▶ **Pointing entries for labeled objects**
* begin *

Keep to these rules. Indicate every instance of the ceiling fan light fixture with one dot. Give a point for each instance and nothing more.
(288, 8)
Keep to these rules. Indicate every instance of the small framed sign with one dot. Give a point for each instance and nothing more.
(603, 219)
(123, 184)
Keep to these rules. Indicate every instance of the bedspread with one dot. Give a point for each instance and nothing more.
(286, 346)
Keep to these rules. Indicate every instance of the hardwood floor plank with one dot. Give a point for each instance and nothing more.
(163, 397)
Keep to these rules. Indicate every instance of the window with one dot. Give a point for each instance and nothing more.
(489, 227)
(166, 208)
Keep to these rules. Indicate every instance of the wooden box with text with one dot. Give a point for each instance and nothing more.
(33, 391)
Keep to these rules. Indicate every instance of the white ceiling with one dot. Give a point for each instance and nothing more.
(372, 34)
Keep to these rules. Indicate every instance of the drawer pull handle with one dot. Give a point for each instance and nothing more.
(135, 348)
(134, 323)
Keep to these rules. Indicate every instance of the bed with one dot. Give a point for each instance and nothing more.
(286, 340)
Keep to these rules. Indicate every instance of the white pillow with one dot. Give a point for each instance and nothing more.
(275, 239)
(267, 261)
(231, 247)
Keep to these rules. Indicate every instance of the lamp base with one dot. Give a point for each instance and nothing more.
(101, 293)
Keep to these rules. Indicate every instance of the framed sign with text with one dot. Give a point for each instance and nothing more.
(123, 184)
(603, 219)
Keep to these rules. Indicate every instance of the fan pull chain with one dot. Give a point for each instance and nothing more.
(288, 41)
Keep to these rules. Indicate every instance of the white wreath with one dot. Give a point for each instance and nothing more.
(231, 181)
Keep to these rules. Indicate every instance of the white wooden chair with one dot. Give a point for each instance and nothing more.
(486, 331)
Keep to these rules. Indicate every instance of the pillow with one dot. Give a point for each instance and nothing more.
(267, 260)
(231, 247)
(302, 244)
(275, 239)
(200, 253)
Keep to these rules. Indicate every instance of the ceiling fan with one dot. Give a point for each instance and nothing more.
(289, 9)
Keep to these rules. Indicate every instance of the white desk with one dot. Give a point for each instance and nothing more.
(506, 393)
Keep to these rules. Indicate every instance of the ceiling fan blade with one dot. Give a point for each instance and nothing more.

* end *
* begin *

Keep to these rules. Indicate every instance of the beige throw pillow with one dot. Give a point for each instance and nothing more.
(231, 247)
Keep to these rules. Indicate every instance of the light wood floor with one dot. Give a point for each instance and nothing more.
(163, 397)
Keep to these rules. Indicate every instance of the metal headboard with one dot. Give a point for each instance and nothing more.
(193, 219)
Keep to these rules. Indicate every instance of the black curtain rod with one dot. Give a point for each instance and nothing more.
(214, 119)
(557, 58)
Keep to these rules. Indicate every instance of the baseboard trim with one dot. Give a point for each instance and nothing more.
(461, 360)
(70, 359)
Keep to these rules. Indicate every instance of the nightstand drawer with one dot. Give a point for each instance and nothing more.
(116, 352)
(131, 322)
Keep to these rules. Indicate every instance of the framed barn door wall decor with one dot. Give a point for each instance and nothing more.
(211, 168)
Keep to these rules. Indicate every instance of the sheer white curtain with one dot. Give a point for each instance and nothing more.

* end *
* begin *

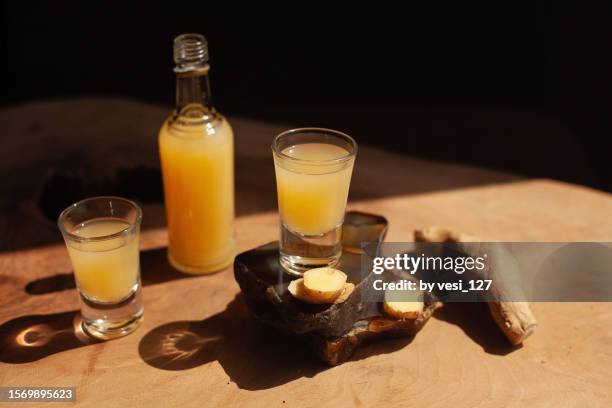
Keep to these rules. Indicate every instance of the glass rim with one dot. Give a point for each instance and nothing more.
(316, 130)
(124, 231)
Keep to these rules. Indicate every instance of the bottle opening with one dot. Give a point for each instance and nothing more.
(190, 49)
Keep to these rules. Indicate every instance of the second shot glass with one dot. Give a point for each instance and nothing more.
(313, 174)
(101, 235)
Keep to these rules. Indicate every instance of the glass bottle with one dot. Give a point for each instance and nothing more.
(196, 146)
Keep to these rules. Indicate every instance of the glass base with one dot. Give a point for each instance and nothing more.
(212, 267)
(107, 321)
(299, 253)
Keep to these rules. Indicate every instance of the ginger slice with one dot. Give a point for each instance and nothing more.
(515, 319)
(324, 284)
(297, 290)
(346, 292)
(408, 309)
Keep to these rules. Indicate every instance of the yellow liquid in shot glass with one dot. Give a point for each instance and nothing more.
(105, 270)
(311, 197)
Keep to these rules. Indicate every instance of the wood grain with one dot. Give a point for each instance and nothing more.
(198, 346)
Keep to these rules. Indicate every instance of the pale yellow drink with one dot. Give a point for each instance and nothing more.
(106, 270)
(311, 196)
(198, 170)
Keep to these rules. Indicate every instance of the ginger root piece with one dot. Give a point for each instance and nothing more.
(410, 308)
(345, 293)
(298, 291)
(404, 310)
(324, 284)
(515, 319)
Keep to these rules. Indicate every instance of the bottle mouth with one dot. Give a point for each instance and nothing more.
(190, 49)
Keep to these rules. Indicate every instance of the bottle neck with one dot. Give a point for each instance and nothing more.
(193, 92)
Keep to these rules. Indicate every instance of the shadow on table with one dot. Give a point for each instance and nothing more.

* end *

▶ **Directions for this task**
Can you rescale the lines that begin at the one containing "Keep to these rules. Indicate every instance of the ginger slice" and stop after the one containing "Keep to these rules. Indicate every instance of the shadow"? Write out only those lines, requests included, with each coordinate in the answers multiplied by 2.2 and rounded to a whole number, halves up.

▶ **The output**
Keep to these rules. Indicate every instance of the ginger slice with one dot. Give a point for each instance and nothing more.
(1133, 702)
(713, 625)
(653, 638)
(761, 642)
(898, 680)
Keep to these rules. Indicate every instance of the yellow liquid in shot glass with one dot. Give a point for each instance and nothing more.
(231, 594)
(684, 433)
Keep to these rules. Indicate every instance of the wood grain with one dot. Give a point for each instance and nothing more.
(436, 761)
Keep to these rules. Indicate every instance of the pale yellow drink with one dot. Give a point for each instance and nothing more.
(233, 594)
(684, 431)
(436, 374)
Keep to these rules. Indicate every instance of the ginger root piece with one dot. Give a point for each instance and nothing more.
(902, 678)
(759, 645)
(656, 640)
(889, 682)
(713, 625)
(1133, 702)
Keep to these rules. Indicate every instance of the bottle mouth with one dot. Give a point for each instance and nothing more.
(418, 108)
Keep to these rules. Indicate every instance of the bottle neck with one dot. Give a point for each instance and nothing more.
(425, 202)
Keep to these rules. Indicate every instance of the shadow on table with one dot. Give a point for each instance and nothing more.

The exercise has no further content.